▸ Task to carry out
The reply is a verbatim copy of the listing below with its images dropped.
-- Provided material follows --
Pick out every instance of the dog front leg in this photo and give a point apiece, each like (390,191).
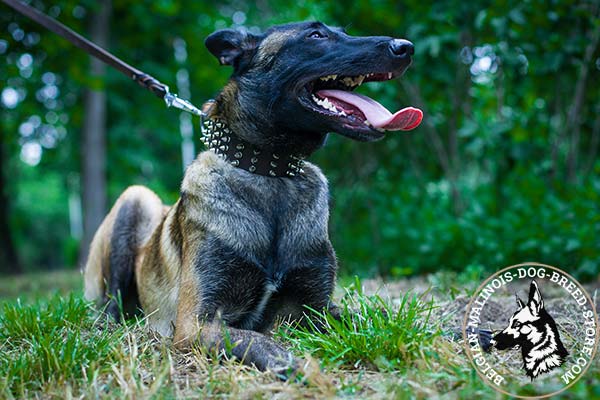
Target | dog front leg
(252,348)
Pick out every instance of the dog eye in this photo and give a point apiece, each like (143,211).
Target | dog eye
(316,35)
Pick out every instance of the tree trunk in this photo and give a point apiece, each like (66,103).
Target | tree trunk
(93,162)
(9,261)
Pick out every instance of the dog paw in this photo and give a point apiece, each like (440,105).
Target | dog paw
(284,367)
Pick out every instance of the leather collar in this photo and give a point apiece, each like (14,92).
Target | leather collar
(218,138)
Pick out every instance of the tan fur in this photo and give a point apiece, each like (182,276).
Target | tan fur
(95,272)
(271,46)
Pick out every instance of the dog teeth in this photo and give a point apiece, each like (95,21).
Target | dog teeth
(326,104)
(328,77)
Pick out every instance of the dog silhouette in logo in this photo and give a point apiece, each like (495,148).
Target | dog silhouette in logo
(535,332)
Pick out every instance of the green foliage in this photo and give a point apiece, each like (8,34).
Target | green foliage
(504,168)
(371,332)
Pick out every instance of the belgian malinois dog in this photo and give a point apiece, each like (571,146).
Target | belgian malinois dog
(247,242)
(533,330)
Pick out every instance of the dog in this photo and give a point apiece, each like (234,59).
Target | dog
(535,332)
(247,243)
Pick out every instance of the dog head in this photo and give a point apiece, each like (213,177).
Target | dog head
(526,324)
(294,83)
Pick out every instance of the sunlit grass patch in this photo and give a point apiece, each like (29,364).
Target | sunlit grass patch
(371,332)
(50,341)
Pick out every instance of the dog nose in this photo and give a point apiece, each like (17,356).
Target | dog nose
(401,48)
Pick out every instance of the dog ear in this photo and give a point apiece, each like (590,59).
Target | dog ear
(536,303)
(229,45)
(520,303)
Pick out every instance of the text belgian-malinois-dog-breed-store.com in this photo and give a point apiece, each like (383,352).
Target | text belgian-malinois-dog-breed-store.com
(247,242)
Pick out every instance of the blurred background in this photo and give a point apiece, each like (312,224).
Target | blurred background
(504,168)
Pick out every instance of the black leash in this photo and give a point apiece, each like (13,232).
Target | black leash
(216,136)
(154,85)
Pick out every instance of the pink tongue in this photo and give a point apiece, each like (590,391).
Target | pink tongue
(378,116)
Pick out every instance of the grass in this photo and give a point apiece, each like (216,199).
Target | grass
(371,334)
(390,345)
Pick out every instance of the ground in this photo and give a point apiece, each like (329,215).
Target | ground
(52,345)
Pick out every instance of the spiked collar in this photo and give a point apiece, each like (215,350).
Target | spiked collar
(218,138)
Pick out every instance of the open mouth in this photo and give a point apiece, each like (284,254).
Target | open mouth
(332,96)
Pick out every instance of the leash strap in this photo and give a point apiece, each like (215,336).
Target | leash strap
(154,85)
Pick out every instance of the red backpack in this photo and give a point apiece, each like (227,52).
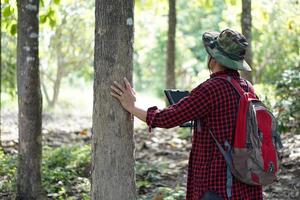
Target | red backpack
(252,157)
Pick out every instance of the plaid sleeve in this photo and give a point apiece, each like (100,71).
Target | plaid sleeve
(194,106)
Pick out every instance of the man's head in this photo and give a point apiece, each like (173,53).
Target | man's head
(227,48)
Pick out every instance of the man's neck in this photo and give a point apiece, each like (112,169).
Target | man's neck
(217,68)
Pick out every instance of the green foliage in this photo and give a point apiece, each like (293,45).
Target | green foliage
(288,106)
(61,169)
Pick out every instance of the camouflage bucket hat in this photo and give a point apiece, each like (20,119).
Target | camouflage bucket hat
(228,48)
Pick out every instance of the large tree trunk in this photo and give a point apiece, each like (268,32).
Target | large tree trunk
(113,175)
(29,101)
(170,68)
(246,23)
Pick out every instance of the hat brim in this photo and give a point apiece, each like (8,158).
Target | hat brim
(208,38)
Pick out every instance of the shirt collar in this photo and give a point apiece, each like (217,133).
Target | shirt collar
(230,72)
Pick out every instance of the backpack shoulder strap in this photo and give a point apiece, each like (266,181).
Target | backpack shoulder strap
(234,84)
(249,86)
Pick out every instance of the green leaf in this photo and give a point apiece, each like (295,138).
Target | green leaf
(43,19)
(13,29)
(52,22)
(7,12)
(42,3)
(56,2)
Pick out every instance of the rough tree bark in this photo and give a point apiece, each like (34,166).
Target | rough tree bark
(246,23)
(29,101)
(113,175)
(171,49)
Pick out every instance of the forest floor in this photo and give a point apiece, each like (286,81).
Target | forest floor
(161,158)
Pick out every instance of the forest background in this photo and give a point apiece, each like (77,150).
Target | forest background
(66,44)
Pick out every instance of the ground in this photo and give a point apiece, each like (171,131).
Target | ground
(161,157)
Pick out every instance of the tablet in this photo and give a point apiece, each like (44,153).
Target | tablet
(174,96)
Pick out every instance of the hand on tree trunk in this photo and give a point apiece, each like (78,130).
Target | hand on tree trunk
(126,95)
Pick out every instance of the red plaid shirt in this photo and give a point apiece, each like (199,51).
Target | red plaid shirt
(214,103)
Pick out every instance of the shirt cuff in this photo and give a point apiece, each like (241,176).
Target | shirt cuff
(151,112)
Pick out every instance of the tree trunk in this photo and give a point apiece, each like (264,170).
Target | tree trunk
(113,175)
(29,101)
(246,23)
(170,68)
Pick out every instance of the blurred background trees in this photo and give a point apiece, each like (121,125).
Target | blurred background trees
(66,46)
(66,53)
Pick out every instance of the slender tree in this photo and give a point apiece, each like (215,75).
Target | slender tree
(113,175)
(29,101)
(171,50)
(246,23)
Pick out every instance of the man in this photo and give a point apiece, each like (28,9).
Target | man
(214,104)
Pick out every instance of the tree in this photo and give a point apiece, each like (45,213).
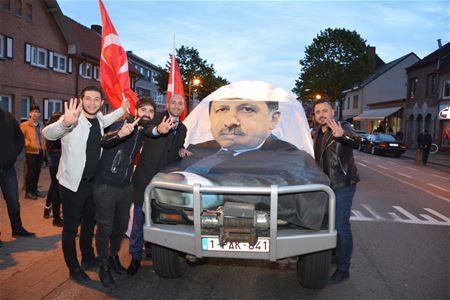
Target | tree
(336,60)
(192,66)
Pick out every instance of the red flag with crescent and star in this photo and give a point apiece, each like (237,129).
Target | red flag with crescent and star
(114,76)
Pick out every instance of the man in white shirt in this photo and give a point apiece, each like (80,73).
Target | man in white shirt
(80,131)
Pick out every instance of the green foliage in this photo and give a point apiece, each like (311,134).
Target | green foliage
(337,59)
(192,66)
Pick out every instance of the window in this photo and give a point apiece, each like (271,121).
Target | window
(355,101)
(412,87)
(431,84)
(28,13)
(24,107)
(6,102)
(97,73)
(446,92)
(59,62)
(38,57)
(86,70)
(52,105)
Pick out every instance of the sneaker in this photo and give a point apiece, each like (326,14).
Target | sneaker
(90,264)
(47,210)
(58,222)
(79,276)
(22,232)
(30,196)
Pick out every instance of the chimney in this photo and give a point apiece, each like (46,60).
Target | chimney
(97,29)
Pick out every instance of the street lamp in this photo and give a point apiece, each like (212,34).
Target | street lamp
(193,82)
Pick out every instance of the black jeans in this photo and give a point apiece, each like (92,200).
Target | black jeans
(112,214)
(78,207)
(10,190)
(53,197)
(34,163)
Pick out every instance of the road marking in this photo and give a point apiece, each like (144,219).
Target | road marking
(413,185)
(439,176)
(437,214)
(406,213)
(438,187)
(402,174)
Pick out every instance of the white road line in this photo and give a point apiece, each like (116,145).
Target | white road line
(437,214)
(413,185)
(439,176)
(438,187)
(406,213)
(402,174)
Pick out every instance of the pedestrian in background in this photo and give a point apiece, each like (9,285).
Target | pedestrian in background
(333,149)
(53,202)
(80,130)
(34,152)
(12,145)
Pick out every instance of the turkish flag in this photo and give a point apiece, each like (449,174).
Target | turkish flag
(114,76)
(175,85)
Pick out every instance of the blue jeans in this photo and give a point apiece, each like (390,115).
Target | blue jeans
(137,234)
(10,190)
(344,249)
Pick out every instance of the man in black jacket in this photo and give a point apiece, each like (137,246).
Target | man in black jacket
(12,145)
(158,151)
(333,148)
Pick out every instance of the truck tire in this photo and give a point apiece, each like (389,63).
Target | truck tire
-- Provided material concluded --
▸ Answer for the task
Pick out every instance of the dog front leg in this photo and give a point apiece, each like (390,191).
Target | dog front leg
(252,348)
Pick out every instance of the dog eye in this photo and give a point apiece, each like (143,211).
Target | dog eye
(316,35)
Pick out every instance of the tree trunk in this photo and give a point apiece, each like (66,103).
Target | tree trunk
(93,162)
(9,261)
Pick out every instance of the dog paw in this photo and give a point apiece, each like (440,105).
Target | dog paw
(284,367)
Pick out every instance of the leather collar in this photo and give a point apiece, each like (14,92).
Target | leather collar
(218,138)
Pick out every instance of the tan fur in this photo and give a point apiece, each like (182,276).
Target | tan fur
(95,272)
(271,46)
Pick out every instance of the dog teeth in this photo and give a point apiece, each like (95,21).
Target | dog teeth
(326,104)
(328,77)
Pick out every instance of the dog silhouette in logo in this photo and give a point apiece, each like (495,148).
Target | dog silhouette in logo
(535,332)
Pick out every instance of the green foliage in this photo and give a point apiece, each like (8,34).
Target | green foliage
(504,168)
(371,332)
Pick out every instance of the belgian malinois dog in this photo and give a point apiece, each like (571,146).
Target | belgian malinois dog
(247,242)
(533,330)
Pick out every instance of the dog in this photo and give a point apiece, each like (234,59).
Target | dog
(535,332)
(247,243)
Pick out every instance of the dog head in this photo and give a point apiece, each like (213,177).
Target | dog head
(526,324)
(294,83)
Pick out every instance of the sunlit grass patch in this photo and give a point apiece, each like (29,364).
Target | sunlit grass patch
(371,332)
(50,341)
Pick out every instance of the dog nose in this photo and give a point apiece, each like (17,356).
Target | dog nose
(401,48)
Pick out every instance of the dog ear in this photo and give a point apiece, each like (590,59).
Target | dog ear
(536,303)
(229,45)
(520,303)
Pick out every instance of the text belgian-malinois-dog-breed-store.com in this photo and give a point apiece, each like (383,352).
Target | text belgian-malinois-dog-breed-store.com
(247,242)
Pick out every instance of the blurred background in this photo and give a point apiece, each like (312,224).
Target | blurred background
(504,168)
Pick out every instance of the black leash in this photo and give a point apiece, each like (13,232).
Target | black leash
(216,136)
(154,85)
Pick out every instance of the pink tongue in this photo and give a point apiece, each like (590,391).
Target | pink tongue
(378,116)
Pick out every instance of the grass in this photo and give a point apiece, each like (216,199).
Target | grass
(371,334)
(390,345)
Pick out every instance of the ground in this photo and give a point apiece, each like (329,215).
Target | ground
(52,345)
Pick out every instance of the spiked collar in this photo and give a point apiece, each like (215,350).
Target | spiked collar
(218,138)
Pick out every instance of the open mouth in this photo and give a point apiece, each like (284,254).
Target | open mouth
(332,96)
Pick out every instance of the leash strap in this photo and give a point apiece, each like (215,336).
Target | leash strap
(154,85)
Pick out every instance of the red backpack in this photo and give a point apiece, each like (227,52).
Target | red backpack
(252,157)
Pick out every instance of the plaid sleeve in this photo and give a point apiece, each like (100,71).
Target | plaid sleeve
(194,106)
Pick out every instance of the man's head in this photo and give a point apiece, each like (173,53).
Target | man's head
(227,48)
Pick out every instance of the man's neck in this photo and give a point apiece, each like (112,169).
Target | man's neck
(217,68)
Pick out every instance of the green foliage in this photo and give a point apiece, each like (293,45).
Target | green foliage
(288,106)
(61,169)
Pick out every instance of the camouflage bucket hat in this photo and give a point apiece, each like (20,119).
Target | camouflage bucket hat
(228,48)
Pick out every instance of the large tree trunk in this photo and give a point apiece, each like (268,32).
Target | large tree trunk
(113,175)
(29,101)
(170,68)
(246,23)
Pick out every instance of the hat brim in this photo and give a point apiece, each like (8,158).
Target | hat brim
(208,38)
Pick out every instance of the shirt collar in this photo and give a point apiece, each like (217,133).
Target | shirt collar
(230,72)
Pick out every instance of the backpack shoulder strap in this photo and give a point apiece, each like (266,181).
Target | backpack shoulder strap
(234,84)
(249,86)
Pick out every instance of the green leaf in this photo and give a point apiece, each like (295,138).
Target | green leaf
(43,19)
(13,29)
(52,22)
(7,12)
(42,3)
(56,2)
Pick out every instance of the rough tree bark in this photo and give a point apiece, each like (34,166).
Target | rough tree bark
(246,23)
(29,101)
(113,175)
(171,49)
Pick out every instance of the forest floor in this photo and give a point apiece, each like (286,81).
Target | forest floor
(161,158)
Pick out every instance of the forest background in this photo and give a point apiece, each like (77,150).
Target | forest background
(66,44)
Pick out every instance of the ground in this photo and give a point apiece, each like (171,131).
Target | ground
(161,157)
Pick out every instance of the tablet in this photo and give a point apiece, each like (44,153).
Target | tablet
(174,96)
Pick out every instance of the hand on tree trunk in this photo and give a point apiece, each like (78,130).
Target | hand on tree trunk
(126,95)
Pick out every instance of the red plaid shirt in this photo and give a point apiece, each like (199,51).
Target | red plaid shirt
(214,103)
Pick out every instance of the shirt cuff in this photo and give a point apiece, each like (241,176).
Target | shirt cuff
(151,112)
Pick out every instance of the tree trunk in this photo and give a point apiece, each like (264,170).
Target | tree trunk
(113,175)
(29,101)
(246,23)
(170,68)
Pick out every instance of the blurred background trees in this photo and give a point apiece, each like (121,125).
Target | blurred background trees
(66,46)
(66,53)
Pick out every instance of the slender tree in this photo and give a point apiece, each like (215,75).
Target | slender tree
(113,175)
(29,101)
(171,50)
(246,23)
Pick out every instance of the man in this photo and give a point apiece, each like (28,9).
Target | man
(214,104)
Pick out every instance of the tree in this photo and give a point apiece, each like (45,213).
Target | tree
(336,60)
(192,66)
Pick out every instance of the red flag with crescent and star in this photo and give a point apiece, each like (237,129).
Target | red flag with crescent and star
(114,76)
Pick out every instance of the man in white shirt in this photo and give a point apiece, each like (80,73).
Target | man in white shirt
(80,131)
Pick out every instance of the green foliage in this photo and give a point apiece, each like (311,134).
Target | green foliage
(337,59)
(192,66)
Pick out every instance of the window in this photo and give a point apiece, each like (271,121).
Target | window
(355,101)
(412,87)
(431,84)
(28,13)
(24,107)
(6,102)
(97,73)
(446,92)
(59,62)
(38,57)
(86,70)
(52,105)
Pick out every instance of the sneaker in this photo and give a point apiece, each like (326,14).
Target | sneaker
(90,264)
(47,210)
(58,222)
(79,276)
(22,232)
(30,196)
Pick out every instance of the chimney in this photo and give a point apiece, each like (46,60).
Target | chimney
(97,29)
Pick out every instance of the street lamp in this photo and give a point apiece, each like (212,34).
Target | street lamp
(193,82)
Pick out every instance of the black jeans in this photo and give a point apiece, each like (92,200).
Target | black jeans
(112,214)
(78,207)
(10,190)
(53,197)
(34,163)
Pick out every instance of the road marking in this photo and give a point apiece, each like (144,219).
Target | road marking
(413,185)
(439,176)
(437,214)
(406,213)
(438,187)
(402,174)
Pick out every instance of the white road line in this photo and give a point apiece, each like (116,145).
Target | white road line
(437,214)
(413,185)
(439,176)
(438,187)
(406,213)
(402,174)
Pick out every instance of the pedestrian in background in this photo and give a point apiece, each like (9,285).
Target | pedestrian in background
(333,149)
(53,202)
(80,130)
(34,152)
(12,145)
Pick out every instance of the turkish flag in this photo and give a point apiece, each like (449,174).
Target | turkish flag
(114,76)
(175,85)
Pick out every instance of the blue jeans in this photo and give a point apiece, each like (390,115).
Target | blue jeans
(137,234)
(10,190)
(344,249)
Pick out every instance of the man in black jacket in this photo and give a point apiece, each like (137,246).
Target | man in black jacket
(12,145)
(158,151)
(333,148)
Pick out every instance of the truck tire in this photo and give a point apiece, each like (389,63).
Target | truck tire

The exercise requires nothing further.